Exercise inputs Block Start
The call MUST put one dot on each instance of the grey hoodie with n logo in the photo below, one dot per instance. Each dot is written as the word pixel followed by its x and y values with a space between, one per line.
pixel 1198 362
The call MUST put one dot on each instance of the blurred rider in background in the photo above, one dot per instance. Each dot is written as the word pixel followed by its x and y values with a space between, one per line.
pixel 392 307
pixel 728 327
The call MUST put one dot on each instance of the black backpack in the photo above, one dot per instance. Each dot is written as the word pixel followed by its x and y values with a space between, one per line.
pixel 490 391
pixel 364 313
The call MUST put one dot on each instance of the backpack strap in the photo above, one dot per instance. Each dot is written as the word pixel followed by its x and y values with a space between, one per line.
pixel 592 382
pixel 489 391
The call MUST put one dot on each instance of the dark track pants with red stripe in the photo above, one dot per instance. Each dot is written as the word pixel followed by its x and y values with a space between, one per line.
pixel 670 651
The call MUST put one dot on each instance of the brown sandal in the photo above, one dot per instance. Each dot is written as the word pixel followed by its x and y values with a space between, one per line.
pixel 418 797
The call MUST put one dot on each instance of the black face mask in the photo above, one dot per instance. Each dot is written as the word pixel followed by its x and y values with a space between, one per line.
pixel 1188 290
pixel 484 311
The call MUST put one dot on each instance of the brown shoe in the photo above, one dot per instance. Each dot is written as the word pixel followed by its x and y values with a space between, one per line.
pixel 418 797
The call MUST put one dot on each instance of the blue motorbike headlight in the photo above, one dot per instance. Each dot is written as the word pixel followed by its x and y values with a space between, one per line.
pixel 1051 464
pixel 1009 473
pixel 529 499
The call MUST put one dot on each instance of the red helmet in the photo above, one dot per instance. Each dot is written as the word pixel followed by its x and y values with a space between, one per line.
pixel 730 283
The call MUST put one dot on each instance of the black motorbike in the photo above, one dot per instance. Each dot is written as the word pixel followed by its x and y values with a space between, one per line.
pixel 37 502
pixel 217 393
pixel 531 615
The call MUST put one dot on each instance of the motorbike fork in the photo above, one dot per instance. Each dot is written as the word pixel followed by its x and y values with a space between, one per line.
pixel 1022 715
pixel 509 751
Exercise inputs Block End
What this task involves> Please repeat the entries above exactly as they read.

Solved exercise>
The call MUST put one dot on each instance of the grey hoodie with n logo in the photo below, one dot per instance. Each dot is written as the word pixel followed by its x and y values with a space between, one per line.
pixel 1198 362
The call MUST put one dot on each instance of the blurred rider in background in the photo above, one dot per instance. Each dot is written as the word pixel followed by its x and y values with a space between, one per line.
pixel 392 307
pixel 728 327
The call MUST put one dot on each instance of the black backpack in the photo above, one dot per instance. Each dot is written as the word pixel followed by its x and y values with a space between, one per line.
pixel 490 391
pixel 364 313
The call MUST put one dot on each instance of the backpack strap in the photo above, one dot per instance. Each dot is written as the word pixel followed by its x and y values with a space between, one per line.
pixel 592 382
pixel 489 391
The call MUST put one dot on each instance of the dark track pants with red stripe in the photo above, one dot per instance. Each dot is written as the word pixel followed by its x and y values with a space between, one per line.
pixel 670 651
The call MUST put one dot on each instance of the brown sandal in the photo above, one dot per instance. Each dot is written as the word pixel followed by its x and y values with a space between, one per line.
pixel 418 797
The call MUST put one dot on each instance of the black face mask in the photo above, one dot per instance. Each dot is written as the word pixel followed by its x and y values with a space between, one per line.
pixel 1188 290
pixel 484 311
The call MUST put one dot on each instance of the brown shoe in the photo above, one dot per instance. Each dot is written as the word pixel followed by its x and y values with a space between, one per line.
pixel 418 797
The call MUST put one dot on each instance of the blue motorbike headlight in the photo above, one dot per instance. Each dot is written as the word pixel followed by its x and y values with a space between, one per line.
pixel 1051 464
pixel 1009 473
pixel 529 499
The call MUST put one dot on each instance of the red helmet in the photo above, one dot per instance. Each dot is written as the word pixel followed by its x and y values with a space between, one per line.
pixel 730 283
The call MUST put one dot on each instance of the black motorbike in the photo above, one dot per instance. Each dot is written as the word pixel followed by its x and y values with a space between, one per line.
pixel 37 502
pixel 217 393
pixel 531 615
The call MUST put one dot on each instance of the motorbike fork in the photo above, one dot per instance. Each dot is written as the word pixel followed by its x and y values with a space between, one per line.
pixel 1022 715
pixel 509 751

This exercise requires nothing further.